── RECORDS SUPPLIED ──

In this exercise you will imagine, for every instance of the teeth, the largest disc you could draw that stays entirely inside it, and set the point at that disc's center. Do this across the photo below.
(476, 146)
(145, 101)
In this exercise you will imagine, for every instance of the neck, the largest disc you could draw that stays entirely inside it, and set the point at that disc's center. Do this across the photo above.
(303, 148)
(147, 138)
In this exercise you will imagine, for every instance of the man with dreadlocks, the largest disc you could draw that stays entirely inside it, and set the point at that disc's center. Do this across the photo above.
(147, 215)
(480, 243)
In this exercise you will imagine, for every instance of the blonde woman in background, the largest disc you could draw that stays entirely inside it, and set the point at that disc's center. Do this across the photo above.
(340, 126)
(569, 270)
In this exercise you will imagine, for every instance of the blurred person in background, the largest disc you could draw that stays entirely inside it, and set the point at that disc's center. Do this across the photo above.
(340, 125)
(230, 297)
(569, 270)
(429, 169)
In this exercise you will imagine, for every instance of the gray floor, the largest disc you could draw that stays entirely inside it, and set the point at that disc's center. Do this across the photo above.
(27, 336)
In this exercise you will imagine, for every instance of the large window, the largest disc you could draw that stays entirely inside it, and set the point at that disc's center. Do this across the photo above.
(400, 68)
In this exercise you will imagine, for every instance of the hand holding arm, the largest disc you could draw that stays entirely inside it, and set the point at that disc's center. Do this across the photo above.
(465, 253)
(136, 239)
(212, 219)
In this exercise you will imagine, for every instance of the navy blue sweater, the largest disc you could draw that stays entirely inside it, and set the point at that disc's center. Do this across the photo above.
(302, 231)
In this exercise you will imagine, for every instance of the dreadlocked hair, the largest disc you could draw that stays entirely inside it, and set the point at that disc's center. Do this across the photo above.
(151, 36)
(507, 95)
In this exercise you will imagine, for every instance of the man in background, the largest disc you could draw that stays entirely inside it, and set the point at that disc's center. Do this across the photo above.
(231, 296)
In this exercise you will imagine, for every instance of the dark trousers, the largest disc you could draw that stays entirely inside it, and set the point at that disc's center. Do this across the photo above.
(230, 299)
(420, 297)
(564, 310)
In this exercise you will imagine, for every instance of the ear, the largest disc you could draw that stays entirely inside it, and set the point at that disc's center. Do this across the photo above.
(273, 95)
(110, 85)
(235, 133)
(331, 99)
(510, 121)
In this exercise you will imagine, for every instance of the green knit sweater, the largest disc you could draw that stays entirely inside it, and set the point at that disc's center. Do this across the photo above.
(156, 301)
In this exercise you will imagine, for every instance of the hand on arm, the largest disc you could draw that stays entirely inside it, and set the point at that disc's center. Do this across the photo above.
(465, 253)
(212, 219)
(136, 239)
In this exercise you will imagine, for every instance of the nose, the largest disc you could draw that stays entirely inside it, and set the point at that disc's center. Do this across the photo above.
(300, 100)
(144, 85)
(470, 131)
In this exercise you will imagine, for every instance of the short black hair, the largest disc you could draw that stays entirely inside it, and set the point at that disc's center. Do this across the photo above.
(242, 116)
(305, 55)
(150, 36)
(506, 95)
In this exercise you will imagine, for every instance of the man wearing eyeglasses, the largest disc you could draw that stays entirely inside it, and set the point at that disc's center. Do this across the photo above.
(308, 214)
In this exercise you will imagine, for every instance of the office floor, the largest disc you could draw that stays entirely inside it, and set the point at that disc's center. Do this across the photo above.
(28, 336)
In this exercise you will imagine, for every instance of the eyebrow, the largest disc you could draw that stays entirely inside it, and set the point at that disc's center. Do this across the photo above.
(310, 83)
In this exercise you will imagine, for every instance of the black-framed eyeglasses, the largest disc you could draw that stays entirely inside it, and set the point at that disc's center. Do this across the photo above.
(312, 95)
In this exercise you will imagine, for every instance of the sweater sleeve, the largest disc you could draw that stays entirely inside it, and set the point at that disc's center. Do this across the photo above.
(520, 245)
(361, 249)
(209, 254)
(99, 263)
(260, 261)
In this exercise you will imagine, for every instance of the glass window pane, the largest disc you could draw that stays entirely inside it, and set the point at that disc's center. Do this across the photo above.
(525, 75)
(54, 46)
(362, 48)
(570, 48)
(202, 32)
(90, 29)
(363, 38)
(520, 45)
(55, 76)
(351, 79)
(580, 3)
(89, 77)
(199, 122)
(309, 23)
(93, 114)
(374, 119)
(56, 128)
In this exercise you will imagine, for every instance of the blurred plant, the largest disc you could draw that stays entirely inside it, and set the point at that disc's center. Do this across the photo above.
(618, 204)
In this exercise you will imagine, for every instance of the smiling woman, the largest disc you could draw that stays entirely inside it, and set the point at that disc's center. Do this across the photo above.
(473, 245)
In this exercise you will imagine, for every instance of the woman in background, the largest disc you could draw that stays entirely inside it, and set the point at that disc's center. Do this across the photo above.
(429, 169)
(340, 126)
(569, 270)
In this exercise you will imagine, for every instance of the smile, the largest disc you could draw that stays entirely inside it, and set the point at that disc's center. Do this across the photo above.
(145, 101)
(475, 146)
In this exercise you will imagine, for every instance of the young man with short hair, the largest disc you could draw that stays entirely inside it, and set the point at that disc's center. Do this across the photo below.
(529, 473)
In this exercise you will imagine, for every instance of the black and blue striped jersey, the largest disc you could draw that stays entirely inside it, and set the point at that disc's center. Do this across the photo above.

───

* [EXERCISE DESCRIPTION]:
Exactly as written above, set down the whole listing again.

* [OUTPUT]:
In this exercise you will imagine, for every instance of the teeth, the largest disc you could draw that stays entirely inside it, and set the point at that disc's center. Do this across the photo below.
(476, 146)
(145, 101)
In this exercise you will imagine, for every instance of the neck, the largest disc you could draw that stays entirely inside it, and set the point at that disc's center. Do this across the photo above.
(303, 148)
(147, 138)
In this exercise you will imagine, for every instance of the man with dreadlocks, the largest disc you could draw that stays entirely inside it, and set the point at that disc's center. Do this across the photo above.
(147, 215)
(480, 243)
In this exercise you will imagine, for every instance of the blonde woman in background, the largest disc you could draw that stays entirely inside it, and set the point at that disc's center. Do this across the photo above.
(340, 126)
(569, 270)
In this exercise you will imagine, for every instance of the blurred person in background, the largest disc you could draw that stays entirely inside it, and set the point at that disc's center. Do this across the photo above.
(340, 125)
(230, 297)
(569, 270)
(429, 169)
In this exercise you will imagine, for every instance of the gray floor, the largest disc you could draw that stays entirely inside it, and set the point at that disc's center. Do this across the photo above.
(27, 336)
In this exercise you will imagine, for every instance of the large window, the largest disc you could draw that stays entirely inside it, and set the point at that disc's center. Do this across the photo above.
(400, 68)
In this exercise you will imagine, for every instance of the hand holding arm, the largest disc you could draw that stays entirely inside it, and set the point at that disc's center. Do this across the photo above.
(465, 253)
(136, 239)
(212, 219)
In this exercise you will imagine, for every instance of the navy blue sweater, the largest disc you could draw that stays entirely inside it, and set the point at that disc's center. Do this across the photo above.
(302, 231)
In this exercise you will imagine, for every instance of the dreadlocked hair, the largest disc you could draw that stays entirely inside it, and set the point at that disc's center. Do this across the photo above.
(151, 36)
(507, 95)
In this exercise you will imagine, for every instance of the man in background, the largest disc you could draw that stays entirely inside it, and set the point at that disc's center. Do this across the photo above.
(231, 296)
In this exercise you will imagine, for every instance of the dark trousers, the largest disc you could draw that stays entirely inside it, and set the point at that disc's center. Do this across the photo above.
(230, 299)
(420, 297)
(564, 310)
In this exercise you will imagine, for every instance of the ear, the largest disc you could draw that stays entirely inside it, and set the point at that disc's center. Do this across the photo above.
(273, 95)
(110, 85)
(235, 133)
(331, 99)
(510, 121)
In this exercise you will imagine, for every instance of the green knit sweater, the largest disc you could draw that stays entirely inside it, and set the point at that disc's center. Do this across the photo above.
(156, 301)
In this exercise you will imagine, for every instance of the hand on arm, the largest disc you could draw that stays entirely inside it, and set the point at that disc's center. Do this across the photo above.
(465, 253)
(212, 219)
(136, 239)
In this exercise you will imagine, for every instance of the nose, the largest disc you could draw that stays entirely inside it, and set the point at that disc's center. Do this across the photo above.
(300, 100)
(144, 85)
(470, 131)
In this exercise you will imagine, for every instance of the short black hair, the largest disc you could draw that stays entirely inside it, and set the point at that disc's center. Do this across the photo above.
(242, 116)
(305, 55)
(150, 36)
(506, 95)
In this exercise you will imagine, for every instance of the man wearing eyeglasses, the largest disc you could draw that stays entirely inside it, and set the point at that disc's center. Do this across the photo above.
(308, 214)
In this exercise you will imagine, for every instance of the office floor, the largest disc you could draw that stays entirely inside it, and set the point at that disc's center. Do this across the photo above.
(28, 336)
In this exercise you will imagine, for every instance of the eyebrow, the largest disc you could draw that stays entirely inside it, and set the point at that disc's center. Do this across the photo above.
(310, 83)
In this exercise you will imagine, for every instance of the black-framed eyeglasses, the largest disc you could draw that stays entirely inside it, and set the point at that disc's center. Do this across the photo above.
(312, 95)
In this exercise you will imagine, for every instance of the sweater sleeve, the largest disc you could draw that stays entirely inside it, and set the point at that disc's center. Do this across the photo above.
(520, 245)
(361, 249)
(209, 254)
(99, 263)
(260, 261)
In this exercise you will imagine, for every instance of the glass window pane, the largest disc you could draw that stays entirely inside it, and set the point at that disc's center. Do this across the photo above.
(525, 75)
(54, 46)
(362, 48)
(570, 48)
(202, 32)
(90, 29)
(363, 38)
(520, 45)
(55, 76)
(351, 79)
(580, 3)
(89, 77)
(199, 122)
(309, 23)
(93, 114)
(374, 119)
(56, 128)
In this exercise you will imagine, for every instance of the blurred plant, the largest disc you could draw that stays entirely inside it, and set the point at that disc's center. Do this across the photo above.
(618, 204)
In this exercise you will imagine, for every instance of the smiling woman, the largest disc you could draw that stays entirely inside it, and set the point at that disc's center. Do this across the photo above.
(473, 245)
In this exercise you will imagine, for every instance of the woman in background, the largest disc you could draw that stays entirely inside it, and set the point at that disc's center. Do this across the photo above.
(429, 169)
(340, 126)
(569, 270)
In this exercise you will imagine, for every instance of the smile, the largest disc you could draw that stays entirely inside it, and set the point at that disc's center. Do this across the photo above.
(145, 101)
(475, 146)
In this exercise you will imagine, for every instance of the young man with short hair, the largest disc you could draw that stays entirely inside it, and set the point at that disc's center. Do this across the photo below.
(529, 473)
In this exercise you will imagine, for every instance of the black and blue striped jersey, the largest disc you could draw that stays entirely inside it, and set the point at that disc's center. Do this across the photo above.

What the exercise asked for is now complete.